What is required
Where the string "pitch" appears in a line of the material below, copy that line.

Records shown
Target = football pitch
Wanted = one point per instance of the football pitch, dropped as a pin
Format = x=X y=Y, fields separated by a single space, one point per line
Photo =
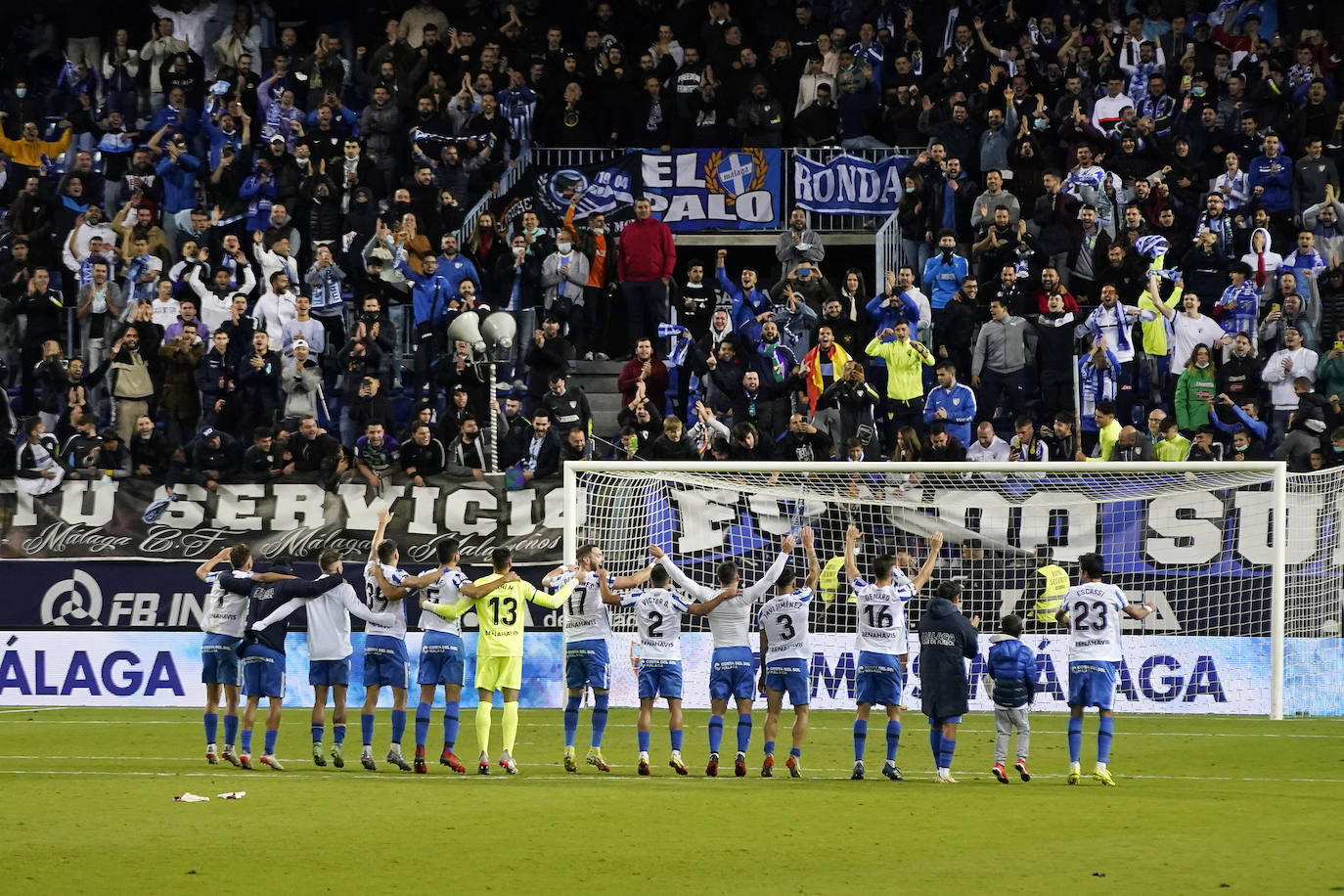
x=1203 y=803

Response box
Target = football pitch
Wanted = one point per instance of the football pitch, dropped as a pin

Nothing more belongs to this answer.